╭─ MATERIAL FOR THIS TASK
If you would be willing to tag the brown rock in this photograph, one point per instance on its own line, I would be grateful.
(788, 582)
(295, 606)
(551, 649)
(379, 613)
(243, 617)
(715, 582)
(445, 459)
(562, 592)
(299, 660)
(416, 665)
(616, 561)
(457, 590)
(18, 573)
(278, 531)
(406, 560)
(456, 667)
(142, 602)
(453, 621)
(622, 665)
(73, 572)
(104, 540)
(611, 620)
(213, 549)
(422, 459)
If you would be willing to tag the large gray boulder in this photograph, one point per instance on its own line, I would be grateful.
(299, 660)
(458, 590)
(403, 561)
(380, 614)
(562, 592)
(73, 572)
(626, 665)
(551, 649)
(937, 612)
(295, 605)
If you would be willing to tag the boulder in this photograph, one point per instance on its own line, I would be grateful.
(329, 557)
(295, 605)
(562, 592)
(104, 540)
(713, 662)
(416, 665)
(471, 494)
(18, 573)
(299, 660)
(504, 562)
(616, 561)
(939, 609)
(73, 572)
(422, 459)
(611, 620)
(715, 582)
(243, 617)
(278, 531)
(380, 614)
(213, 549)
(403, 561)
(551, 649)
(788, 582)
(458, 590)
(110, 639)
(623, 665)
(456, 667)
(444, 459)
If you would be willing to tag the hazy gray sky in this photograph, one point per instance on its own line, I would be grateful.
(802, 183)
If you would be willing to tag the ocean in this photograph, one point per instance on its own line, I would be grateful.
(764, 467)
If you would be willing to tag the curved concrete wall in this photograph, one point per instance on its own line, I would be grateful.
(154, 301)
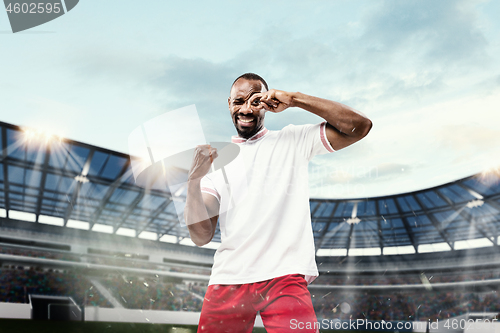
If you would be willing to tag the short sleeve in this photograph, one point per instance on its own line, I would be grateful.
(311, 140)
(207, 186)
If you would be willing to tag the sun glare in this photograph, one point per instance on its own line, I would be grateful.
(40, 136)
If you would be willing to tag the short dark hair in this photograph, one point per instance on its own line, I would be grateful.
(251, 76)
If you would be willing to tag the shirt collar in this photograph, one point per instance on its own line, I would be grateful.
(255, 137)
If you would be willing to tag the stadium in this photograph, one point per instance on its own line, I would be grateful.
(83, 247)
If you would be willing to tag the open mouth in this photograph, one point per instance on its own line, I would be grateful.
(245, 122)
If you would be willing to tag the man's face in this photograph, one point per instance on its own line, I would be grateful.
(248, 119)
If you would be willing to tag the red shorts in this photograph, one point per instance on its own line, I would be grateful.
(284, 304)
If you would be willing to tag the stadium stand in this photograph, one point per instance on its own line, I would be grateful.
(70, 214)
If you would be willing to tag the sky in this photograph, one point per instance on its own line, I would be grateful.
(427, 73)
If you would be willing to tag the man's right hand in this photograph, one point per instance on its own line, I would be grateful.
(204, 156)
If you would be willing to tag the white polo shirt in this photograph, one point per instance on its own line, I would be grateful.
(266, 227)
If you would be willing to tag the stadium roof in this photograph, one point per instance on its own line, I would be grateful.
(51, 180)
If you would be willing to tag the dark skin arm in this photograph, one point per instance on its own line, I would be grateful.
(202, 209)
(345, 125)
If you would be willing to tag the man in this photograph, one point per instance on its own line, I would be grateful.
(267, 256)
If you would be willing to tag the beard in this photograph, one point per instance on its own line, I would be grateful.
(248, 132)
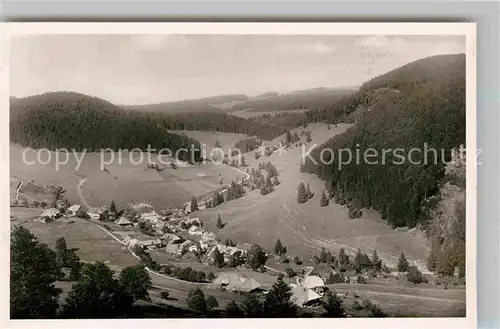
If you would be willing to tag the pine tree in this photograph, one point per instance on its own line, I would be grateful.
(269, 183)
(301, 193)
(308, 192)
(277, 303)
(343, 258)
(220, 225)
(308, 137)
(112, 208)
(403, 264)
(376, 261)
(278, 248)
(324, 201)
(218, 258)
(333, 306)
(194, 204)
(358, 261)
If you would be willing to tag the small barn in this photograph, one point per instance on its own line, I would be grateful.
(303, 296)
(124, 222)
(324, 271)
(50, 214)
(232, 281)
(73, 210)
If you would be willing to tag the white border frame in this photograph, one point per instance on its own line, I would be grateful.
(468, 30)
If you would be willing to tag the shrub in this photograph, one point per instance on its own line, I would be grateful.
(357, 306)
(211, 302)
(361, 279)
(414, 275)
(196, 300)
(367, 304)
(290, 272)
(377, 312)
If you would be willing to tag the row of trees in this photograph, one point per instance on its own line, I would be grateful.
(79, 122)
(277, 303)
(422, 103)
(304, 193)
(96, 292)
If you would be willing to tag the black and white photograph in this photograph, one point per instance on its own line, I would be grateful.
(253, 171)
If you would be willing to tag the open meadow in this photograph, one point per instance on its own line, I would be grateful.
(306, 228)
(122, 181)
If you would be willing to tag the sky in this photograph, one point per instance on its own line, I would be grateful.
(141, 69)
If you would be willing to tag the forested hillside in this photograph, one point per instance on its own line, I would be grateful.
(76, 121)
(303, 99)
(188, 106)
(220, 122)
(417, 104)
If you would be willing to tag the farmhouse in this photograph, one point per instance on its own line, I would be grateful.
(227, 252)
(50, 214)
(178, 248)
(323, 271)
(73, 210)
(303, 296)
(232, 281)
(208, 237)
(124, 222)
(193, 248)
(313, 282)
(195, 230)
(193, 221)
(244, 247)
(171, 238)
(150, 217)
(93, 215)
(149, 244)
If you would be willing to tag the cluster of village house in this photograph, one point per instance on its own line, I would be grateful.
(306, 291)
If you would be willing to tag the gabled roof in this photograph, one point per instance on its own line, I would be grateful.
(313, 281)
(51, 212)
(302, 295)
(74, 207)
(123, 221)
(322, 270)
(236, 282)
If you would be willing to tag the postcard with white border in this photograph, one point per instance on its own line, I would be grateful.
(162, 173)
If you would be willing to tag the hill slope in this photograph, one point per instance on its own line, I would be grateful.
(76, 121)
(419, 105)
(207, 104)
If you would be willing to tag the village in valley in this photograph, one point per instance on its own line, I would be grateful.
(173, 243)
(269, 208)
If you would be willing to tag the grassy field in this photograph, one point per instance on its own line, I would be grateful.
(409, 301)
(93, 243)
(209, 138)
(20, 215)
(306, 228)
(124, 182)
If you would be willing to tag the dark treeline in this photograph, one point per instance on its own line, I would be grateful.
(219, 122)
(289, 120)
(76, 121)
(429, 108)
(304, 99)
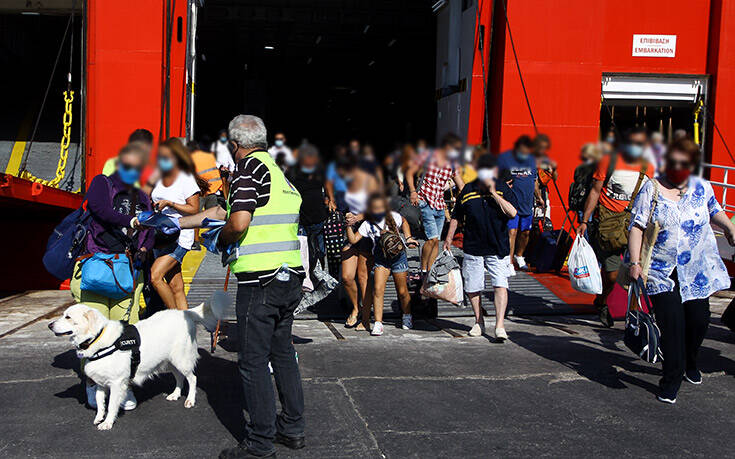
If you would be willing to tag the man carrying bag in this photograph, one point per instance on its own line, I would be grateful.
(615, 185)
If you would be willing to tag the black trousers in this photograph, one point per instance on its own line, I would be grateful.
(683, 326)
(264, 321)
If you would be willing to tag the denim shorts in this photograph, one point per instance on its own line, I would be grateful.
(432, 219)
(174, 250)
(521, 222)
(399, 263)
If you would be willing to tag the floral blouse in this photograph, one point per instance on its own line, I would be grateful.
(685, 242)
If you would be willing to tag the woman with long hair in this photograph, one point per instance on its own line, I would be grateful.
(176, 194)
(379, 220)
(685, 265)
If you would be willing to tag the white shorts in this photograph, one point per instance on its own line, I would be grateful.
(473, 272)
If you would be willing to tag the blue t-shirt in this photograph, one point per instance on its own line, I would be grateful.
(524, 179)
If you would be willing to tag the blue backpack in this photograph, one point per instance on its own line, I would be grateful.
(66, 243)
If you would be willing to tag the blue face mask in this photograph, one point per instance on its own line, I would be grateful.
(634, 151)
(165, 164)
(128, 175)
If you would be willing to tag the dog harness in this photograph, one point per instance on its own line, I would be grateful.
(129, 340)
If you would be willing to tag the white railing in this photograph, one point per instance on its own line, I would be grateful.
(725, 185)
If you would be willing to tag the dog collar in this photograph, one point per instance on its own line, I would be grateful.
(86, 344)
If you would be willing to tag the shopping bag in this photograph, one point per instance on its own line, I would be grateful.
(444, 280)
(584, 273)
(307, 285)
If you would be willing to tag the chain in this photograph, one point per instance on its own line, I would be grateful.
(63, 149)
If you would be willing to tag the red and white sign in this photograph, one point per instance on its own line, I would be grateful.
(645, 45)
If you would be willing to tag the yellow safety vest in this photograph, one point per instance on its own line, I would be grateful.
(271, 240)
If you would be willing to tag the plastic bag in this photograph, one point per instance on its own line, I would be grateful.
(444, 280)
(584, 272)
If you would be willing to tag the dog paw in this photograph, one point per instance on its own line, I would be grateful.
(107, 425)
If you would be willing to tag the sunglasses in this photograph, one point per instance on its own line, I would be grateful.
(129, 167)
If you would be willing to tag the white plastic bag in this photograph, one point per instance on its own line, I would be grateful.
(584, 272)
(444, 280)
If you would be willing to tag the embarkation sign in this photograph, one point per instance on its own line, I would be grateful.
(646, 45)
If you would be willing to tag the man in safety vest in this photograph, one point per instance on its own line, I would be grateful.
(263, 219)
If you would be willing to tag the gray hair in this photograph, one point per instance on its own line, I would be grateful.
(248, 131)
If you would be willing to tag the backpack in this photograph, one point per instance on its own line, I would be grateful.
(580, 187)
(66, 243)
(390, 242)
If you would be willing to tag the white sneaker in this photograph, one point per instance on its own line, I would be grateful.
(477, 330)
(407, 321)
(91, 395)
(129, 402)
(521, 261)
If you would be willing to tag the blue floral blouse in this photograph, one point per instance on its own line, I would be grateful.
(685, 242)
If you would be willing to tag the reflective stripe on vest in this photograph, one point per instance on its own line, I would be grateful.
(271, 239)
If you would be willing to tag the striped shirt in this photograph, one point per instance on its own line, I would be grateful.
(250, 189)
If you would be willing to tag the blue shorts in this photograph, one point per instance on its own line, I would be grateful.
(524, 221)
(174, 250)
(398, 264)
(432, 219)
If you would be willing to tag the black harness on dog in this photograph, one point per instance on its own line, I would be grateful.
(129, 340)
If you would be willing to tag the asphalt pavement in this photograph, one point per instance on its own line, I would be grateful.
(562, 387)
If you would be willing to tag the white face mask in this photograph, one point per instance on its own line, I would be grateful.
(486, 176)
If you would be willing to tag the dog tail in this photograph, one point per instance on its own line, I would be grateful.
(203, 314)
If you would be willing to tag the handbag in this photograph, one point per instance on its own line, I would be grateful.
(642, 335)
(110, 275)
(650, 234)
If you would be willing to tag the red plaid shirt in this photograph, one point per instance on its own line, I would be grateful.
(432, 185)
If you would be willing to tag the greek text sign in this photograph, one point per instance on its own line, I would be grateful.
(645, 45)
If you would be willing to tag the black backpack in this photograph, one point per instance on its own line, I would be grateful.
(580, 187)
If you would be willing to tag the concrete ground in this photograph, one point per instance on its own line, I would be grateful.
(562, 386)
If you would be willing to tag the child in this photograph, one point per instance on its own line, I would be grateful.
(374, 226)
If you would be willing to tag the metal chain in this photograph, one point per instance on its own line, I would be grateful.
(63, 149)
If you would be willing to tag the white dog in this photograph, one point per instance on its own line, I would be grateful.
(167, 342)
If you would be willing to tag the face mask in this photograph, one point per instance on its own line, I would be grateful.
╰─
EXERCISE DESCRIPTION => Find the line containing "If you would be willing to tag the black backpack", then output it and every line after it to the end of the data, exactly.

FINAL RESULT =>
If you would be willing to tag the black backpack in this photograph, one point per instance on its own line, I would be grateful.
(580, 187)
If you would be willing to tag the concrete ground in this photograph, one point per instance on its own line, I would be grateful.
(562, 386)
If you would be willing to tag the child in this photograph, one point per instance on its own line, I would be grateful.
(374, 226)
If you would be willing to tag the metal chain in this photograph, one point per instance on its own line, I would be grateful.
(63, 149)
If you would be willing to tag the white dog in this photograph, one point per instance on its own line, I would be grateful.
(167, 342)
If you would be willing to tag the face mask in this photograph, one point per instance on its own line, I would be grateful.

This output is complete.